### GIVEN EXERCISE
Reproduce the listing below word for word, keeping every line and character unchanged.

### SUPPLIED DATA

## begin

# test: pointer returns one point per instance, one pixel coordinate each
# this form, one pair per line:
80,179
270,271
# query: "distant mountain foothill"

## end

### WRITTEN ANSWER
# test: pointer returns one point per instance, one pixel coordinate each
# this form, one pair per line:
80,179
270,271
# query: "distant mountain foothill"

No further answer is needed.